__DOCUMENT__
- - - -

Hey everyone,
I’m both excited and frustrated right now. After weeks of digging, I found that my dad actually bought some BTC back in 2015 on Blockchain.com. The good news: I managed to recover access to the email and keystore file (not JSON, but the encrypted keystore). The bad news: nobody remembers the password.
Here’s where I’m at:
- I’ve tried some tools like btcrecover and hashcat.
- I have some password hints from my dad’s old saved browser passwords (so I’m not shooting completely in the dark).
- I know some services claim they can crack wallets, but most look sketchy and I’d rather not trust strangers with this.
My question:
- Has anyone here had success stories recovering a Blockchain.com wallet with password hints?
- Is it realistic to attempt this myself, or is it a dead end without professional help?
- If there are trusted communities or resources you recommend (guides, success stories, etc.), please point me there.

- - - -

Data records
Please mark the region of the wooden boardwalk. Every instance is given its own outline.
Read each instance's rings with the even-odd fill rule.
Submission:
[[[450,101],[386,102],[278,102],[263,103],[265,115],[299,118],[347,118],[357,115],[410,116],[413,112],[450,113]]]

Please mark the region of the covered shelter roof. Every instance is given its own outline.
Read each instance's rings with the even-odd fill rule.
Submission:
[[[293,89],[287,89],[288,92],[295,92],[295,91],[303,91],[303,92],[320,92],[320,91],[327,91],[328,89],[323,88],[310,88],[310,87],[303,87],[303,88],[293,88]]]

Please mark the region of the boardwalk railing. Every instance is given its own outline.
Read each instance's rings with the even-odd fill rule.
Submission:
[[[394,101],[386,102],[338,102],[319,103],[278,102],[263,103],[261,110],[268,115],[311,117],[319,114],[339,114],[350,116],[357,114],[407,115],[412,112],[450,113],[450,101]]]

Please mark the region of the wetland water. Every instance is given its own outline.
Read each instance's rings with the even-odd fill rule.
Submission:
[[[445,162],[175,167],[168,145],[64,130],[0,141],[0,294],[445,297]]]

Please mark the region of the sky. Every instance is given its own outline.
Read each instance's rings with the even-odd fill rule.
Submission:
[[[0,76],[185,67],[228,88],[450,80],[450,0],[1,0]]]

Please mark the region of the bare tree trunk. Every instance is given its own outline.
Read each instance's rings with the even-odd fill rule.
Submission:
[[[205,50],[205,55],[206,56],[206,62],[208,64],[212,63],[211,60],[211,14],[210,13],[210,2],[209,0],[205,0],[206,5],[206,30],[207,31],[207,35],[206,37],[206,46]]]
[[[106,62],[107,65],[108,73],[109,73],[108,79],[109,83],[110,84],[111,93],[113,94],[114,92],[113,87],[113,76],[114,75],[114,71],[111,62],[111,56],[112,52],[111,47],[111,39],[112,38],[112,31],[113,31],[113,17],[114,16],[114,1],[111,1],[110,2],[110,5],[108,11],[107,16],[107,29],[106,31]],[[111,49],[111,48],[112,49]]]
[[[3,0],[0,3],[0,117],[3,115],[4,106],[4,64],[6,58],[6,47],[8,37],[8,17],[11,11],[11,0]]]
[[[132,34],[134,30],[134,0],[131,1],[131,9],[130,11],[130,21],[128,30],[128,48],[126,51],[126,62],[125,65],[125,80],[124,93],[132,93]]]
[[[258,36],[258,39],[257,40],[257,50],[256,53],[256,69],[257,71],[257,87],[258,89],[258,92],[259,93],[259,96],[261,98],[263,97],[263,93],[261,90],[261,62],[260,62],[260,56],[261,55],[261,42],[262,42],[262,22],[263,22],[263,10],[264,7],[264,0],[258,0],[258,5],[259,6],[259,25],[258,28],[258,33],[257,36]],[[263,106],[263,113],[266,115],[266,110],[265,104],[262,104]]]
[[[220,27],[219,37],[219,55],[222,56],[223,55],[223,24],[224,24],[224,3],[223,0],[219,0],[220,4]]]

- - - -

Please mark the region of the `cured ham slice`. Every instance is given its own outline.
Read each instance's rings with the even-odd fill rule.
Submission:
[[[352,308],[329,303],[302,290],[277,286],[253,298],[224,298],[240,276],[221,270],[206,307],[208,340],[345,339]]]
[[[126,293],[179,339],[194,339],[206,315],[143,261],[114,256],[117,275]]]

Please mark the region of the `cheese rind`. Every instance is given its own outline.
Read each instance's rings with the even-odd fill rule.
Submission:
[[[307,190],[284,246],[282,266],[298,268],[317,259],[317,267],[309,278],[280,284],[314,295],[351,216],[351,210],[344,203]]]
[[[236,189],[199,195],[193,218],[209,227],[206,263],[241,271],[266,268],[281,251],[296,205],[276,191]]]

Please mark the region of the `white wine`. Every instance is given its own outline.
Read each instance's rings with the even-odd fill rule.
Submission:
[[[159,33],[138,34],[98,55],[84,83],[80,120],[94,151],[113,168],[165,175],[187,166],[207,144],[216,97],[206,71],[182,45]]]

- - - -

__EXERCISES TO COMPLETE__
**A.** Answer these questions about the wallet post:
(i) In what year did the writer's dad buy BTC?
(ii) Which two tools has the writer already tried?
(iii) Where do the writer's password hints come from?
**B.** Rewrite the part of the wallet post starting at "Here’s where I’m" and ending at "point me there.", changing "hints" to "clues".

__COMPLETE ANSWERS__
**A.**
(i) 2015
(ii) btcrecover and hashcat
(iii) The dad's old saved browser passwords

**B.**
Here’s where I’m at:
- I’ve tried some tools like btcrecover and hashcat.
- I have some password clues from my dad’s old saved browser passwords (so I’m not shooting completely in the dark).
- I know some services claim they can crack wallets, but most look sketchy and I’d rather not trust strangers with this.
My question:
- Has anyone here had success stories recovering a Blockchain.com wallet with password clues?
- Is it realistic to attempt this myself, or is it a dead end without professional help?
- If there are trusted communities or resources you recommend (guides, success stories, etc.), please point me there.